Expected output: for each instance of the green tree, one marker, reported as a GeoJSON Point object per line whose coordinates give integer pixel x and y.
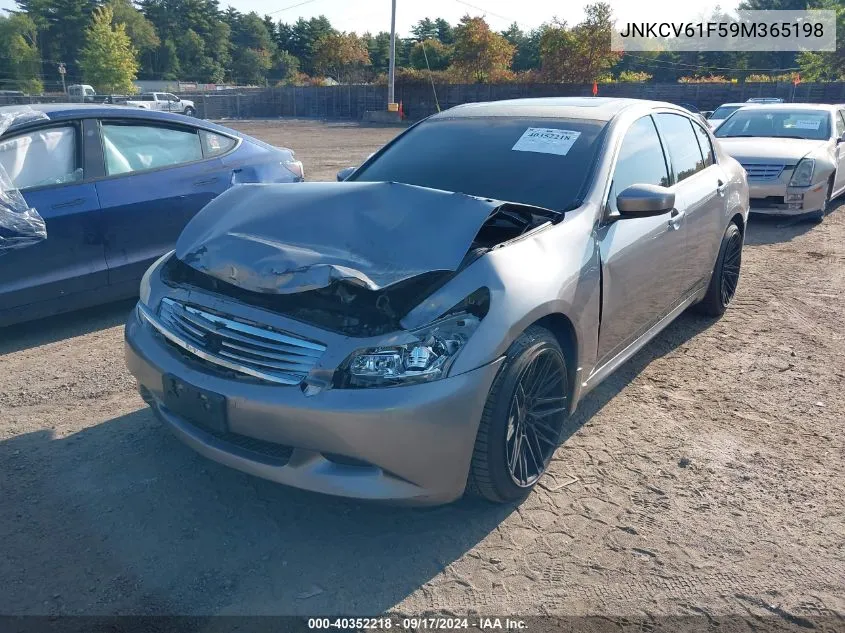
{"type": "Point", "coordinates": [592, 43]}
{"type": "Point", "coordinates": [253, 48]}
{"type": "Point", "coordinates": [425, 29]}
{"type": "Point", "coordinates": [527, 55]}
{"type": "Point", "coordinates": [300, 39]}
{"type": "Point", "coordinates": [378, 48]}
{"type": "Point", "coordinates": [340, 54]}
{"type": "Point", "coordinates": [139, 29]}
{"type": "Point", "coordinates": [439, 55]}
{"type": "Point", "coordinates": [108, 60]}
{"type": "Point", "coordinates": [581, 54]}
{"type": "Point", "coordinates": [480, 54]}
{"type": "Point", "coordinates": [828, 65]}
{"type": "Point", "coordinates": [19, 54]}
{"type": "Point", "coordinates": [285, 68]}
{"type": "Point", "coordinates": [60, 24]}
{"type": "Point", "coordinates": [445, 32]}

- What to work on -
Without changing a single word, set down all of the material again and leave out its pictures.

- Answer to this exercise -
Expected output: for each instance of the green tree, one marker, reported as a GeoJSON Point object per line whose coordinates give integer pixel x and y.
{"type": "Point", "coordinates": [592, 43]}
{"type": "Point", "coordinates": [253, 48]}
{"type": "Point", "coordinates": [425, 29]}
{"type": "Point", "coordinates": [527, 55]}
{"type": "Point", "coordinates": [300, 39]}
{"type": "Point", "coordinates": [378, 48]}
{"type": "Point", "coordinates": [340, 54]}
{"type": "Point", "coordinates": [139, 29]}
{"type": "Point", "coordinates": [439, 55]}
{"type": "Point", "coordinates": [108, 60]}
{"type": "Point", "coordinates": [581, 54]}
{"type": "Point", "coordinates": [480, 54]}
{"type": "Point", "coordinates": [828, 65]}
{"type": "Point", "coordinates": [19, 54]}
{"type": "Point", "coordinates": [285, 68]}
{"type": "Point", "coordinates": [60, 24]}
{"type": "Point", "coordinates": [445, 32]}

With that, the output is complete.